*GOAL*.
Find every line in the listing below that contains the string "tree" and copy each of those lines. Treat uppercase and lowercase as different when matching.

*Pointing dataset records*.
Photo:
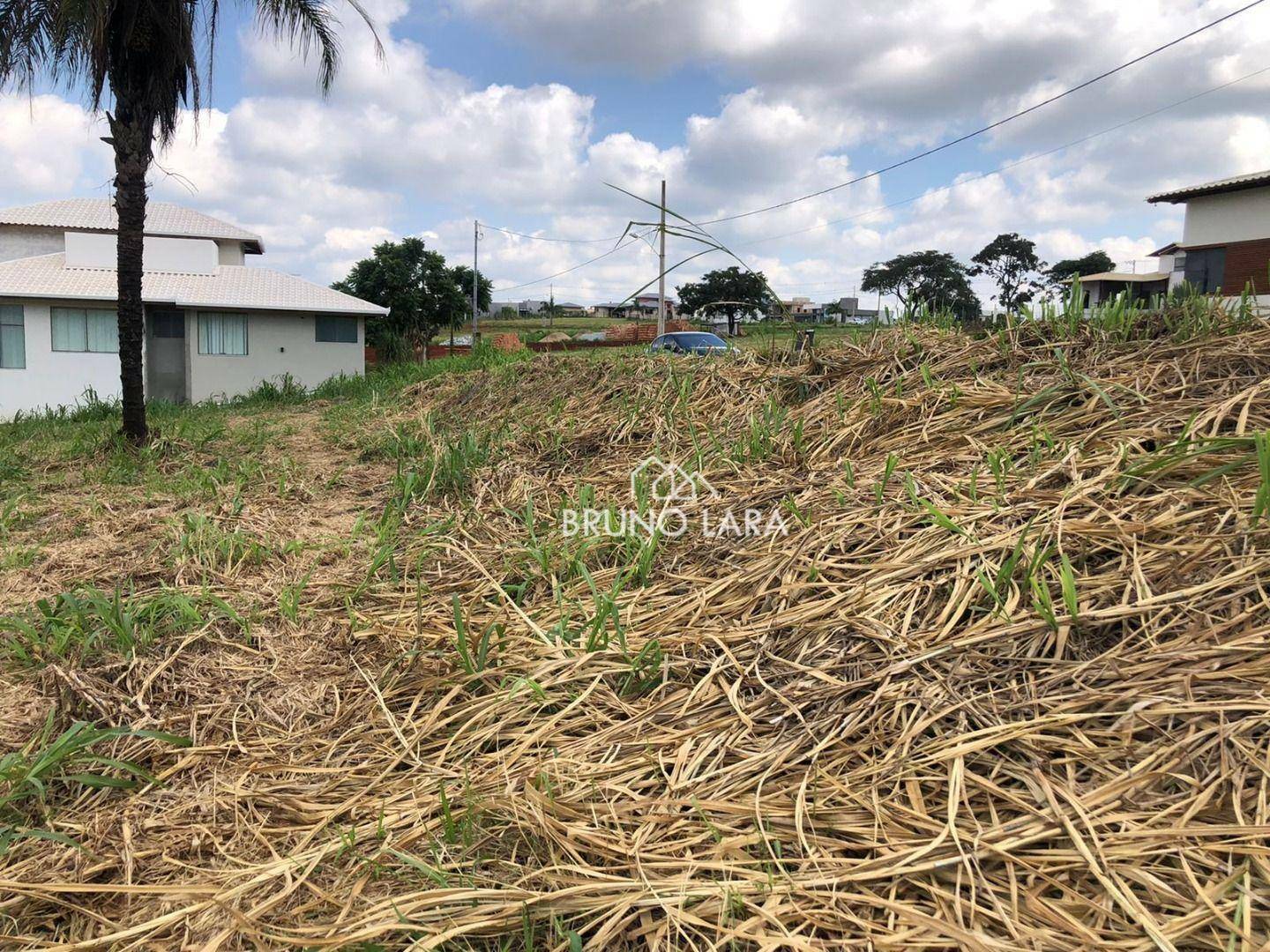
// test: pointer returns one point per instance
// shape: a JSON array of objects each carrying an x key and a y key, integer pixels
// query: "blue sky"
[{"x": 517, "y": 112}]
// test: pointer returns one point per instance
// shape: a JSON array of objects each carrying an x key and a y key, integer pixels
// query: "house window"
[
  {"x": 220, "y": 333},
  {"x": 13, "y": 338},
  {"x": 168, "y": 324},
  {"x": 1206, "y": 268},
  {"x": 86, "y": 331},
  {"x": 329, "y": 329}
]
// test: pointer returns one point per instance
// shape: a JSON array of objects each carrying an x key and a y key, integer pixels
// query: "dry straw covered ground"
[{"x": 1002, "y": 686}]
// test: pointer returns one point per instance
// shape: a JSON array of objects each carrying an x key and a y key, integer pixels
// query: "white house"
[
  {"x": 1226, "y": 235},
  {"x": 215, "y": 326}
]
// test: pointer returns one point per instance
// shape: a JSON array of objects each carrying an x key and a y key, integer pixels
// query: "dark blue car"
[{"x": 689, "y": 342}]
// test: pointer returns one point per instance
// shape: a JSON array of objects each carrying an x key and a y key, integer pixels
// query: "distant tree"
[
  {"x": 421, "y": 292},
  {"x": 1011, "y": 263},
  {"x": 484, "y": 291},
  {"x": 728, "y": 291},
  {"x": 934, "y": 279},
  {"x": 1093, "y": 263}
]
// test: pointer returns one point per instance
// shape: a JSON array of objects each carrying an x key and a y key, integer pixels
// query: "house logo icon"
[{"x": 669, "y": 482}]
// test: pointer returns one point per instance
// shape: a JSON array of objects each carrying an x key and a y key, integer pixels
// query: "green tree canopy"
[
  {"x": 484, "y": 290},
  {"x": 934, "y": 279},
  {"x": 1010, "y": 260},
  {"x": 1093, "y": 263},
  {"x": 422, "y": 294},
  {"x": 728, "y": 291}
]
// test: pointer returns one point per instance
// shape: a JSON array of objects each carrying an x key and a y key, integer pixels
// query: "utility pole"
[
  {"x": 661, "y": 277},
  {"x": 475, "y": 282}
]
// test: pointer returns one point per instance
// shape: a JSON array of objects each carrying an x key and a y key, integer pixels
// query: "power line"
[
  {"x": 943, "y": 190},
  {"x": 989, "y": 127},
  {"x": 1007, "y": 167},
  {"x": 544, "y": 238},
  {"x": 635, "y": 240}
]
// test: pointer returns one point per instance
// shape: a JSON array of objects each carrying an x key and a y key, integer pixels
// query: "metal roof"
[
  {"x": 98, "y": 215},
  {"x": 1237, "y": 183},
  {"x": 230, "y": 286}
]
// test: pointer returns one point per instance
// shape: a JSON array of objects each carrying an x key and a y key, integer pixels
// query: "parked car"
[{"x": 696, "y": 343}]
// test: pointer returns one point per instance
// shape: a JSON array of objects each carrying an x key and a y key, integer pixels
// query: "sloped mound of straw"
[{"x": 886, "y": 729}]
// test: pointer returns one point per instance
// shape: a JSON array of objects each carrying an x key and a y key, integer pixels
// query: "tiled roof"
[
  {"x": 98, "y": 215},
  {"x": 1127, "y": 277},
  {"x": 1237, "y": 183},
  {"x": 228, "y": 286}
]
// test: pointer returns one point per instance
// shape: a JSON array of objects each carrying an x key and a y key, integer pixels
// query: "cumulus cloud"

*ANSWER TO THIS EXERCISE*.
// query: "distant tree"
// query: "green tree canopy"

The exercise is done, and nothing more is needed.